• **Work to complete**
Copy out the lines from the line with "compact form (11,303)." up to and including the final line, requests included. Shift every answer coordinate by adding 64 to each number.

— start Dataset rows —

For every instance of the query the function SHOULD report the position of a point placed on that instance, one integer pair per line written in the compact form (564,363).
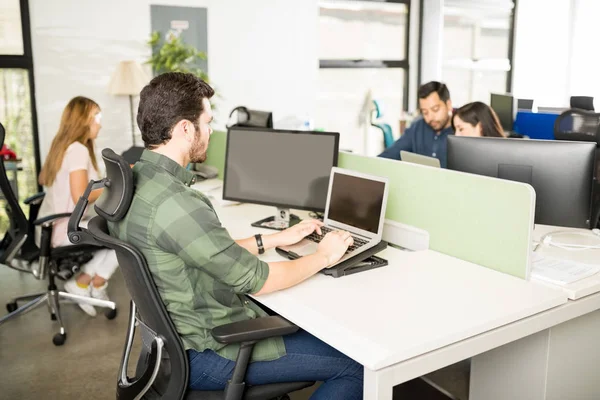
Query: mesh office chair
(582,102)
(19,251)
(583,126)
(162,369)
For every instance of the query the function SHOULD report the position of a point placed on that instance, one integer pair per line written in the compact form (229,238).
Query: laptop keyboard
(315,237)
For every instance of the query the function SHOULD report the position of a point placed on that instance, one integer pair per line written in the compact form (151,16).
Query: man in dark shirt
(427,134)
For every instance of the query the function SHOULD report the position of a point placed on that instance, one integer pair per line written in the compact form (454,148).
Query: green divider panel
(216,151)
(479,219)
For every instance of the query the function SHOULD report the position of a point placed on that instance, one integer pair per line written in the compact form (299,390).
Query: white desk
(560,361)
(422,312)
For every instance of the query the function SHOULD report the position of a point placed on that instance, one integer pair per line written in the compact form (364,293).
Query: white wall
(585,60)
(261,53)
(543,51)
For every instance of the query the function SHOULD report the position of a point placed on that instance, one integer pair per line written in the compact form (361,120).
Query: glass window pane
(467,85)
(476,41)
(342,98)
(362,30)
(459,84)
(15,116)
(11,35)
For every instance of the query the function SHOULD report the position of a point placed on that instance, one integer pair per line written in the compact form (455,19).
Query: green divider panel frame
(479,219)
(215,156)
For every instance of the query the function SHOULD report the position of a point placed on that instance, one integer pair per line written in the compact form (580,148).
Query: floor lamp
(128,79)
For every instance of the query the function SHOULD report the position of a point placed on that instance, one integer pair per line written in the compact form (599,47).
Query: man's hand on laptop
(296,233)
(334,245)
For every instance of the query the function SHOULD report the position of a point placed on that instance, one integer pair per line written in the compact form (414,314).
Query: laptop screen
(356,201)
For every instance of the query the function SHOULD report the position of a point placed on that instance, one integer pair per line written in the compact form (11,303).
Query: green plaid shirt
(201,273)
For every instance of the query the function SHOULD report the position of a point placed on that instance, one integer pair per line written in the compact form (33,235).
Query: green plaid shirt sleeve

— end Dataset rows —

• **Solution to the problem**
For every instance of the query the function SHOULD report the position of a point placed on that instance, one integer pair per line written in the compact form (11,303).
Query: green plaid shirt
(265,337)
For every instance of the query the function SHOULD report the position of a point placed on that instance, one integer pair per line written in the compact form (33,235).
Query: green plaid shirt sleeve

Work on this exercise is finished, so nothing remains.